▶ [TEXTO APRESENTADO]:
::::::::::
Corvelloni contou à reportagem que voltara para UBS em que iniciou seus trabalhos na última quinta (13), após duas semanas atuando na unidade de Analândia. "Eu já havia me adaptado aqui, as pessoas estão gostando, mas onde precisar eu vou ajudar", conta. Questionada sobre a ausência do número ideal de médicos, a médica diz que a chegada dos profissionais já ajudou a retomar os trabalhos, mas que ainda há muita coisa para se fazer. "Três é melhor do que um", diz.

Resultado para residências pode gerar debandada

Larissa, que cursou a universidade por meio do ProUni e se formou em novembro deste ano, afirma que a maioria de seus colegas de classe que tentaram vaga no Mais Médicos também passaram pelo programa de inclusão na educação. "Nós queremos retribuir o que o governo fez, já que tivemos ajudo para concluir os estudos, vamos contribuir atuando nessas áreas mais carentes. Até pela nossa origem, pelo que passamos, acredito que meus colegas também pensem assim."

Tanto a médica como o coordenador Reginaldo Duarte levantam, no entanto, uma questão que pode se tornar comum nos próximos meses. Os médicos recém-formados, mesmo os que se inscrevem no Mais Médicos, costumam prestar provas de residências para fazer especialização. Segundo Corvelloni, existe um risco de uma debandada de médicos em fevereiro e março, quando os resultados dessas provas são divulgados e muitos médicos podem preterir o programa para cursar as residências.
::::::::::
▶ [DADOS FORNECIDOS]:
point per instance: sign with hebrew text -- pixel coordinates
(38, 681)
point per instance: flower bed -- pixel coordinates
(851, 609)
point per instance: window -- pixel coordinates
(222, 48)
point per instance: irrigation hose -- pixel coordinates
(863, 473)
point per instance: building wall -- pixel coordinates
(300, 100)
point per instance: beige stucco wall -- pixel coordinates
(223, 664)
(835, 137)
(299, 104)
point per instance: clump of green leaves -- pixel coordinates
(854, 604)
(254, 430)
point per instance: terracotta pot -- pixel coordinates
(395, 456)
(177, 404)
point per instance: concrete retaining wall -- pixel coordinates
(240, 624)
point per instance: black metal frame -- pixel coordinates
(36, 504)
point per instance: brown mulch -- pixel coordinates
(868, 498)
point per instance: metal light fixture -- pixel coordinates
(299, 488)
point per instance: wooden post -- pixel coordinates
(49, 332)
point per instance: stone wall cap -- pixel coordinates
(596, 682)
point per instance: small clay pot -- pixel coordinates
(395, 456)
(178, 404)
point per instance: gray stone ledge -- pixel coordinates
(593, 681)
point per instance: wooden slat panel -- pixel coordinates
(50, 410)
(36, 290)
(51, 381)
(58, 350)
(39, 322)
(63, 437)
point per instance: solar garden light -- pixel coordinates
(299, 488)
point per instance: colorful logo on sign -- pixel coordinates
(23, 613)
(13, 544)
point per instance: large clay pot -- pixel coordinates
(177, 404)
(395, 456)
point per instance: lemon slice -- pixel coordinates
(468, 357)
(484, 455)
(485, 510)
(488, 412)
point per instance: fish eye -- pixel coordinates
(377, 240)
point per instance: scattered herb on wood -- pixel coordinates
::::::::::
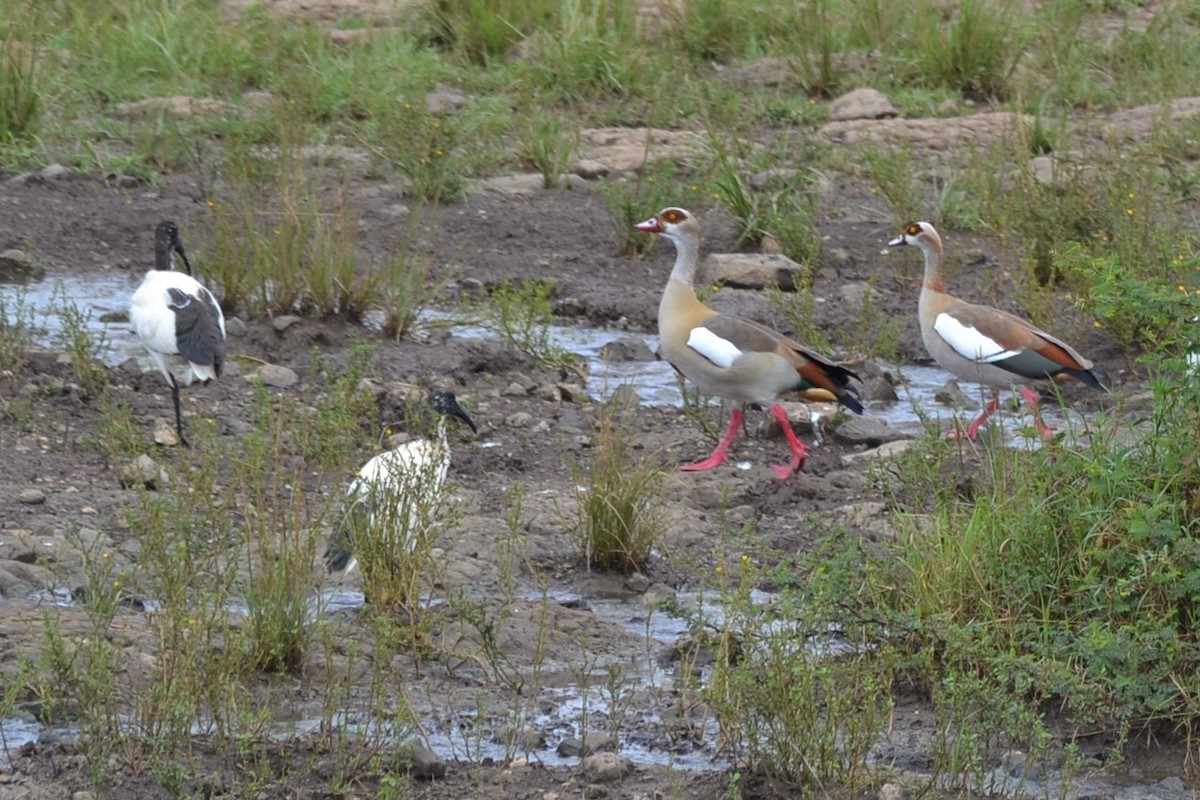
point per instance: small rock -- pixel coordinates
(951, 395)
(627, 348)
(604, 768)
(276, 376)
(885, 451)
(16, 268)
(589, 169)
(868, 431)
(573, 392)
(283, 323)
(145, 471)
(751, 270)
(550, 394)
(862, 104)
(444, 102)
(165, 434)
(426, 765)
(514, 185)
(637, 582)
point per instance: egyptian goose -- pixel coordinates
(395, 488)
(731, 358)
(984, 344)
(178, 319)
::::::::::
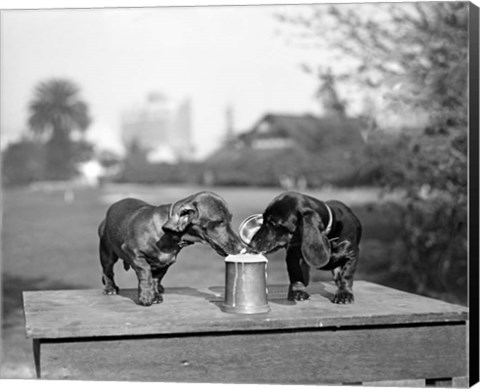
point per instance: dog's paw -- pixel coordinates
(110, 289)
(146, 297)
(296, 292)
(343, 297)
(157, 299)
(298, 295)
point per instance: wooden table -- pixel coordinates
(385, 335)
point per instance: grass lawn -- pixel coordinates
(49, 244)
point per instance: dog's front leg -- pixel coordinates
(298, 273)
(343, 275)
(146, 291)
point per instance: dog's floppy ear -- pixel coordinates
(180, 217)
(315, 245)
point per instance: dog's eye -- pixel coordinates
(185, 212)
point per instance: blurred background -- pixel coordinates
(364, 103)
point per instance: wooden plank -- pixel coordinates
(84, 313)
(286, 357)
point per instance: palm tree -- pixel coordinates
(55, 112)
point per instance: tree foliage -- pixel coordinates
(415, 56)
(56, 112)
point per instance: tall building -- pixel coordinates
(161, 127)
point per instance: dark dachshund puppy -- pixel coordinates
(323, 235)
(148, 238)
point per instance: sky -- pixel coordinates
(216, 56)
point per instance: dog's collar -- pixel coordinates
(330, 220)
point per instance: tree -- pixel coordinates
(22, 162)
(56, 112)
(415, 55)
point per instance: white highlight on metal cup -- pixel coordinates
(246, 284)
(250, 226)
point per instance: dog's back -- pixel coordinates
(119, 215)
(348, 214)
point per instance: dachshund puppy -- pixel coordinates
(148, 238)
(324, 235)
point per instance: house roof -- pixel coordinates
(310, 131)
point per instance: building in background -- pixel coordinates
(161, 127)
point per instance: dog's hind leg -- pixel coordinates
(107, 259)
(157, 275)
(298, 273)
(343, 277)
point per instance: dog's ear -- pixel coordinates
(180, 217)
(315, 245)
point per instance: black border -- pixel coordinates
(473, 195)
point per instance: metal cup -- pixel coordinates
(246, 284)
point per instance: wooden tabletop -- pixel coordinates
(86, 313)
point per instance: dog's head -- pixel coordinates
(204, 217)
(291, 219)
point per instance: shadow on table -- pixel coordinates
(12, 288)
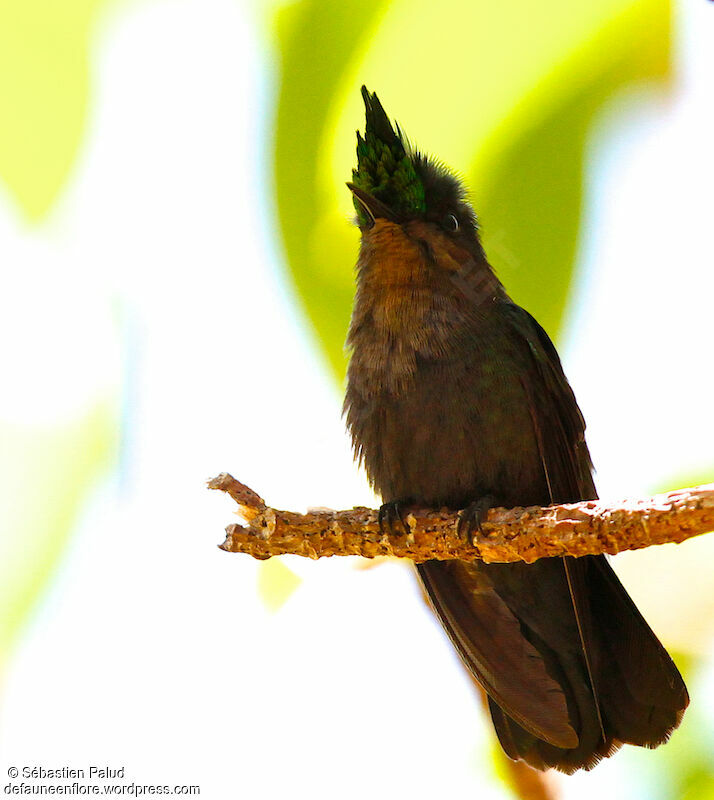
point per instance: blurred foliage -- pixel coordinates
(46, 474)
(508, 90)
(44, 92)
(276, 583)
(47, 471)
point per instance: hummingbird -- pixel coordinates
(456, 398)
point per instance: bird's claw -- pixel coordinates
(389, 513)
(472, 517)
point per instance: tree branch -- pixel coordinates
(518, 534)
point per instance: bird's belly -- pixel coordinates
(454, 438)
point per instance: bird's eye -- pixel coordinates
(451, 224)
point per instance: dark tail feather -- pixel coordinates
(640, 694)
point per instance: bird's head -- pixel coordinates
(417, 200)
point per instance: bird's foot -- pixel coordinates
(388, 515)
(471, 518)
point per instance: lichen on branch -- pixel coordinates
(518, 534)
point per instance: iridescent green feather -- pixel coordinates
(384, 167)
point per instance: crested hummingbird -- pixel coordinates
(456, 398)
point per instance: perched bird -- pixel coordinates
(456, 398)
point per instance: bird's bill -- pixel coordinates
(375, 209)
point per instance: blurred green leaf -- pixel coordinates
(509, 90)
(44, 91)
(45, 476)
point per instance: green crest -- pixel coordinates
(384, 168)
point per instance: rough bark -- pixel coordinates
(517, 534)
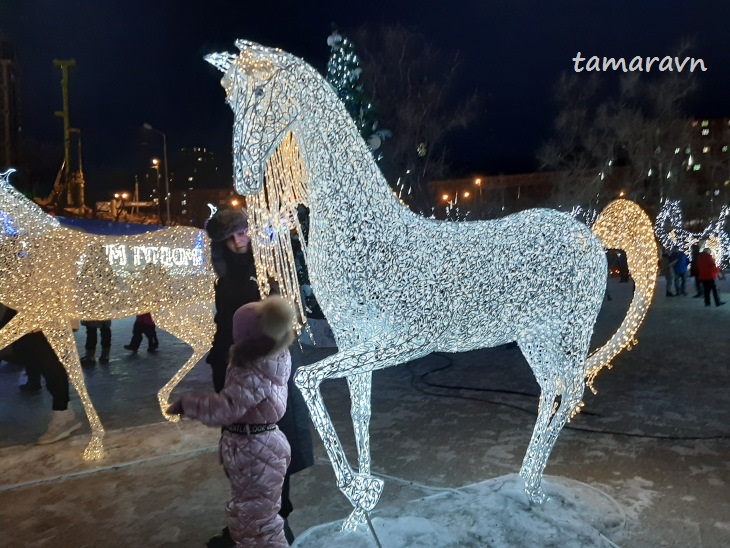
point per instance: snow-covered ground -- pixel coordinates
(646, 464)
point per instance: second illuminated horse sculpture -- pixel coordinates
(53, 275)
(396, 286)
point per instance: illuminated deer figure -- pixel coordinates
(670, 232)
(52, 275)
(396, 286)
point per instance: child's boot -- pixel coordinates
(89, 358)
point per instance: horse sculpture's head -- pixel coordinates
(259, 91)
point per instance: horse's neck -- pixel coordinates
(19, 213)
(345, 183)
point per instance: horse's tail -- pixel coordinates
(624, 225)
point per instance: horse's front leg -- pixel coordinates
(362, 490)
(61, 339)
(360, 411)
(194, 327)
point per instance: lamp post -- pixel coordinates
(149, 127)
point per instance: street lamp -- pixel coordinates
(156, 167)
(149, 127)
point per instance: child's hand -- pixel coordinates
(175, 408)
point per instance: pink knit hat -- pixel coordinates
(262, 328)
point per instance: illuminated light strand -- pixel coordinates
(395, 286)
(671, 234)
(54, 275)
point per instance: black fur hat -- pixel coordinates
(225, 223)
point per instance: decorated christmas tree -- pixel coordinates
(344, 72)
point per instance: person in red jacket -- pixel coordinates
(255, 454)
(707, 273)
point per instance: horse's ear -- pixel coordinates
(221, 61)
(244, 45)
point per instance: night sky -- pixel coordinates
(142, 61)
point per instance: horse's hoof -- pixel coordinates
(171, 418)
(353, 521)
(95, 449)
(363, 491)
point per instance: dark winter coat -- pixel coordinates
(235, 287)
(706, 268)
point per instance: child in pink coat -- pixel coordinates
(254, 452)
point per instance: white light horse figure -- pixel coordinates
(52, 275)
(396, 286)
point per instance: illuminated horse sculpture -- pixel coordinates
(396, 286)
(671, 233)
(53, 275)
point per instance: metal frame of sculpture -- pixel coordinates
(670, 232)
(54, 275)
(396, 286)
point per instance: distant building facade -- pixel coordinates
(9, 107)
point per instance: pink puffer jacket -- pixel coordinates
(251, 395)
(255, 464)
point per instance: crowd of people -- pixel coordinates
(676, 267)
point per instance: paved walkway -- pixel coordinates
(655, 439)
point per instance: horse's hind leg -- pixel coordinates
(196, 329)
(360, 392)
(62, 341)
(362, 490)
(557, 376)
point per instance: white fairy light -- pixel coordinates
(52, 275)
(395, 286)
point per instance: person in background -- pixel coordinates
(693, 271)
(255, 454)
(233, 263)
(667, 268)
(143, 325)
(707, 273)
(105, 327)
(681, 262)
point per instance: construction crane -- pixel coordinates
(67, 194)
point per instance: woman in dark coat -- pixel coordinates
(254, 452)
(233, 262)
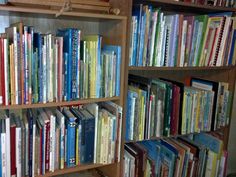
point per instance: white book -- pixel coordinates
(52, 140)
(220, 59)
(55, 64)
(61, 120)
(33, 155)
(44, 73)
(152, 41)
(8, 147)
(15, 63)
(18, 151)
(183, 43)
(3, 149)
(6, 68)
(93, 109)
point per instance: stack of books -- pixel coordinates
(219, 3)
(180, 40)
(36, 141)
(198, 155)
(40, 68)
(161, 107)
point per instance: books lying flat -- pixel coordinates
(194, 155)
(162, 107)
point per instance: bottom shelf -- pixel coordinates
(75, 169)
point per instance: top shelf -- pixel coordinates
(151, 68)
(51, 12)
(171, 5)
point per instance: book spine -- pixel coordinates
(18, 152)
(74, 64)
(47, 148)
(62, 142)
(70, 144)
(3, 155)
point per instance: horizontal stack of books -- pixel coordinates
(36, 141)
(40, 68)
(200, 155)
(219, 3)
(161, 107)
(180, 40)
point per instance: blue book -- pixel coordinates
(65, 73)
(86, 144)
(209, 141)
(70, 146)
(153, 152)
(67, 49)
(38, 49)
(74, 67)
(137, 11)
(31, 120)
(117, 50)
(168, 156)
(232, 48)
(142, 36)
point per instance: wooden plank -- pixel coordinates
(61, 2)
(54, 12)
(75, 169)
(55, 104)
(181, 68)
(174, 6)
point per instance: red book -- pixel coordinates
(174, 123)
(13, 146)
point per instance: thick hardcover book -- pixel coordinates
::::::::::
▶ [O QUE FAZER]: Por favor, transcreva sem alterações, do texto sobre o Mais Médicos, o trecho que vai de "Tanto a médica" até "cursar as residências.".

▶ [ÁREA DE RESPOSTA]:
Tanto a médica como o coordenador Reginaldo Duarte levantam, no entanto, uma questão que pode se tornar comum nos próximos meses. Os médicos recém-formados, mesmo os que se inscrevem no Mais Médicos, costumam prestar provas de residências para fazer especialização. Segundo Corvelloni, existe um risco de uma debandada de médicos em fevereiro e março, quando os resultados dessas provas são divulgados e muitos médicos podem preterir o programa para cursar as residências.